GIVEN PROBLEM: Print the rows unchanged, from the very first one down to the line containing "[0,70,63,106]", with both of those lines included.

EXTRACTED RECORDS:

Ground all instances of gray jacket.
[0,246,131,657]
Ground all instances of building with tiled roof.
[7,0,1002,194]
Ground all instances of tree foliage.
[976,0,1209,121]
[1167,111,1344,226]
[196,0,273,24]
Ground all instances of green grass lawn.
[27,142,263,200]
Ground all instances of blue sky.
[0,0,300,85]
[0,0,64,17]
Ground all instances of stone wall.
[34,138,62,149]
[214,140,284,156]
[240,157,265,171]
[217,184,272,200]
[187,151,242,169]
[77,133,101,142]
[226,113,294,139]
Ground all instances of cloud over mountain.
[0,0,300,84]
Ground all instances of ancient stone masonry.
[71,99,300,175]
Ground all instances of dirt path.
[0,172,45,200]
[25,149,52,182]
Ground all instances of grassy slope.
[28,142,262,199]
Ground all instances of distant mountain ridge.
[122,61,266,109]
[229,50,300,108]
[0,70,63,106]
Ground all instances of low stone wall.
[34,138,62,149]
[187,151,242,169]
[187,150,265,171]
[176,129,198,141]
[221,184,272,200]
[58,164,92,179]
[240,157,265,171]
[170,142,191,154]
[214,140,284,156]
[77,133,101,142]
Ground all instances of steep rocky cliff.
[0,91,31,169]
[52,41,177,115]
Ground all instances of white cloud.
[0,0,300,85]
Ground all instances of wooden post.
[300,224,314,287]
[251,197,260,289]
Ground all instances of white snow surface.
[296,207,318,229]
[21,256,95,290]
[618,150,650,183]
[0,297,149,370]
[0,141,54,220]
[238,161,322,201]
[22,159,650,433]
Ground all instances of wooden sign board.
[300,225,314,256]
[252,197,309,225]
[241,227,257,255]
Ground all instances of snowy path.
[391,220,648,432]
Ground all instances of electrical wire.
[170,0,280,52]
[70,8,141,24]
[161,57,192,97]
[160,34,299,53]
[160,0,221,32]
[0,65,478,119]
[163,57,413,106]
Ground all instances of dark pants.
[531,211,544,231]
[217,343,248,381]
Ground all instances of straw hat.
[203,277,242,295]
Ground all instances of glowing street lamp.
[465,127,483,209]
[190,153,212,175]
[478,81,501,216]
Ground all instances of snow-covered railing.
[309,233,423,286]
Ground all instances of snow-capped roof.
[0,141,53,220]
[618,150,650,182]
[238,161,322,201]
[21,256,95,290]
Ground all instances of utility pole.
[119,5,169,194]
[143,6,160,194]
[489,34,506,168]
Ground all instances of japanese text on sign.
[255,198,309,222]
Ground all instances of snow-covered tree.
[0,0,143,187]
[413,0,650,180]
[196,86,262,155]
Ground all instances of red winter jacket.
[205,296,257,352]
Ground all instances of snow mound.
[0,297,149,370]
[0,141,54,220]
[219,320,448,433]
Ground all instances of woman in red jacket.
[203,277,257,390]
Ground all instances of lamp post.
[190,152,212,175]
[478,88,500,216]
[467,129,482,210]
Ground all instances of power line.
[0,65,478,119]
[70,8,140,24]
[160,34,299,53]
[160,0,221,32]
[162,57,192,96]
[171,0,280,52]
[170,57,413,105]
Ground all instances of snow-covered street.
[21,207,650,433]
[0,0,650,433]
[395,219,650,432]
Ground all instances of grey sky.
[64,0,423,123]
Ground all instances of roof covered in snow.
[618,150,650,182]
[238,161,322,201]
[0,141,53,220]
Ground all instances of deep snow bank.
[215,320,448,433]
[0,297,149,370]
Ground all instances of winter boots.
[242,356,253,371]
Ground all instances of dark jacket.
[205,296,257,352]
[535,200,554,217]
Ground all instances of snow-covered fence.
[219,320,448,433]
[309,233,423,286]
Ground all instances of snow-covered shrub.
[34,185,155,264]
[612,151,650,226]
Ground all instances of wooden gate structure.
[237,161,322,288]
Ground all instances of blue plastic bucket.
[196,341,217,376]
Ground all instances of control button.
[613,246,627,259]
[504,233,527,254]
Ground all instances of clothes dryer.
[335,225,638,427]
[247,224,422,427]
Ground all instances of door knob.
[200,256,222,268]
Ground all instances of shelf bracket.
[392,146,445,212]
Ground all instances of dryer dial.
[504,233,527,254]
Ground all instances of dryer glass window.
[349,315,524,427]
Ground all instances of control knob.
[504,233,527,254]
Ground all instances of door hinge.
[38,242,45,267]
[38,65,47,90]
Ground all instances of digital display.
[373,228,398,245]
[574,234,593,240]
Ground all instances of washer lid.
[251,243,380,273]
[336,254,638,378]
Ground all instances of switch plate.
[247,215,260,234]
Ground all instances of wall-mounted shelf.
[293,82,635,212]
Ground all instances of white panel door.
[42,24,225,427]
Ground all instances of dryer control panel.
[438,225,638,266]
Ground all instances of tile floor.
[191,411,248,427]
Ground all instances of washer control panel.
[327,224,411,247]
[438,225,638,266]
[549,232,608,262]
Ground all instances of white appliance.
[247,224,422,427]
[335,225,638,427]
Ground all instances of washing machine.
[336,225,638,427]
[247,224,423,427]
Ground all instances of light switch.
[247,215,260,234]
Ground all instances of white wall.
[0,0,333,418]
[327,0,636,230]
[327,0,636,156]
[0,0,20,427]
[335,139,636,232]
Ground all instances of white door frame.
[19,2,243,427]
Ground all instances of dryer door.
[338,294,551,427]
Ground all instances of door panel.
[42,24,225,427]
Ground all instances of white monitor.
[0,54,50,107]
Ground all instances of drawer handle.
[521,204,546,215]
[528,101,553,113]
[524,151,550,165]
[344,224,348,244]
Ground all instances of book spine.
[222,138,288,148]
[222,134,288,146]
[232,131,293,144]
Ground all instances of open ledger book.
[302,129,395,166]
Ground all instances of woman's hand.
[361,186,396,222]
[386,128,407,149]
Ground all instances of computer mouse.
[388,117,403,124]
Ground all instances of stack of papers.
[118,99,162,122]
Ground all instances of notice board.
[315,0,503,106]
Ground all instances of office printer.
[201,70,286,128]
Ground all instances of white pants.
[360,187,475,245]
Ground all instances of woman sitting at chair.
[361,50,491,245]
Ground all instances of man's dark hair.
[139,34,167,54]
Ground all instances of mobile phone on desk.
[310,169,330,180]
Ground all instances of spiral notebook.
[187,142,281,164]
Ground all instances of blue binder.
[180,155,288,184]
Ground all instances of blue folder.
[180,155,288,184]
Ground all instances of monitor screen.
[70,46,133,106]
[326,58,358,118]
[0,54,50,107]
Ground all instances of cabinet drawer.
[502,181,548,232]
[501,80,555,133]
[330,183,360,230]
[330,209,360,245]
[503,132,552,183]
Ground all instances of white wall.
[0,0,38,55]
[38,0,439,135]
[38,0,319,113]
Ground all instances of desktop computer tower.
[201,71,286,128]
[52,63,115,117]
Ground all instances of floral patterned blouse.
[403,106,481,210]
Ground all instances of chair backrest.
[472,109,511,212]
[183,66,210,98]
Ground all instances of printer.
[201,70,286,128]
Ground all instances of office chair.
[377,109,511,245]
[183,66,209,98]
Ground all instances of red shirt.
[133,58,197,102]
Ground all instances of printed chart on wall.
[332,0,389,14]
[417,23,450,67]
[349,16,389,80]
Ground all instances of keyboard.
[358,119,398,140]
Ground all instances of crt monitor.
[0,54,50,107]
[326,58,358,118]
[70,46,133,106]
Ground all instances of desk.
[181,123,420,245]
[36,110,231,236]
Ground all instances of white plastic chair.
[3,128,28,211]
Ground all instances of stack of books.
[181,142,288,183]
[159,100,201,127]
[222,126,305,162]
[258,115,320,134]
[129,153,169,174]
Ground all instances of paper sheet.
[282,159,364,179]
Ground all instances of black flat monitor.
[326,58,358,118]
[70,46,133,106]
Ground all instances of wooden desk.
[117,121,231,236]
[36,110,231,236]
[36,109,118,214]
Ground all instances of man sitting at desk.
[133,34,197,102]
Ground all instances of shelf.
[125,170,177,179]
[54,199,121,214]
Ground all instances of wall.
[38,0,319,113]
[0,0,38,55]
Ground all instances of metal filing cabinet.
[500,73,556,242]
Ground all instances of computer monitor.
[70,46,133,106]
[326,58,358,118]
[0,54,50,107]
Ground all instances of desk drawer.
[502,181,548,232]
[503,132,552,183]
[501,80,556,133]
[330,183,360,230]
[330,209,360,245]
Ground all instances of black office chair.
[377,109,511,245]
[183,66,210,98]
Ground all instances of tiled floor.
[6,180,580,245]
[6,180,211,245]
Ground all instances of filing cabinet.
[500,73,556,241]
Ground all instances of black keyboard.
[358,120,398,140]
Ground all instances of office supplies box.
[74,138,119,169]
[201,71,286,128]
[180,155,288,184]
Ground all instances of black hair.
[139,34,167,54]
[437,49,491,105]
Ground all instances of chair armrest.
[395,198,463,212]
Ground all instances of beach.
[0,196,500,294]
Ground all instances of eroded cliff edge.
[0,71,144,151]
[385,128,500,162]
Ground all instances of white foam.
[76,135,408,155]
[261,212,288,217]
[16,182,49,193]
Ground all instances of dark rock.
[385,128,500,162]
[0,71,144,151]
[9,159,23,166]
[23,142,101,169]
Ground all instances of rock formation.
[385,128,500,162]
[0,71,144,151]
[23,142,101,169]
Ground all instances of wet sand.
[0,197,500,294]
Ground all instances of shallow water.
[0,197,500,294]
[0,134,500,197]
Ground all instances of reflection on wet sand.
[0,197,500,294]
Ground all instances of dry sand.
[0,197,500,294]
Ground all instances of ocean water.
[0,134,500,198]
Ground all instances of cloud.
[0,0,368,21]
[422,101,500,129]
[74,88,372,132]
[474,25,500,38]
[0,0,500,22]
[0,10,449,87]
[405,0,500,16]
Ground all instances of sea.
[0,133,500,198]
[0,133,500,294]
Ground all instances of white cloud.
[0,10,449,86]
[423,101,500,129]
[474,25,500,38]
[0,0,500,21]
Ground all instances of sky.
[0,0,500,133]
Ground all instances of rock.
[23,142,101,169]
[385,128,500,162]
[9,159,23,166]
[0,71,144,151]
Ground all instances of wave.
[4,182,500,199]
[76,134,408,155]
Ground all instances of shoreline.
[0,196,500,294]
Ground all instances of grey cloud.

SOLUTION TO THE PROBLEM:
Ground all instances of gray jacket.
[0,246,131,657]
Ground all instances of building with tiled roof.
[7,0,1002,194]
Ground all instances of tree foliage.
[976,0,1209,121]
[1167,111,1344,226]
[196,0,273,24]
Ground all instances of green grass lawn.
[27,142,263,200]
Ground all instances of blue sky.
[0,0,300,85]
[0,0,64,17]
Ground all instances of stone wall.
[34,138,62,149]
[214,140,284,156]
[240,157,265,171]
[217,184,272,200]
[187,151,242,169]
[77,133,101,142]
[226,113,294,139]
Ground all instances of cloud over mountain.
[0,0,300,84]
Ground all instances of ancient stone masonry.
[71,99,300,175]
Ground all instances of dirt path.
[0,172,45,200]
[25,149,52,182]
Ground all instances of grassy slope.
[28,142,262,199]
Ground all instances of distant mountain ridge.
[122,61,266,109]
[229,50,300,108]
[0,70,63,106]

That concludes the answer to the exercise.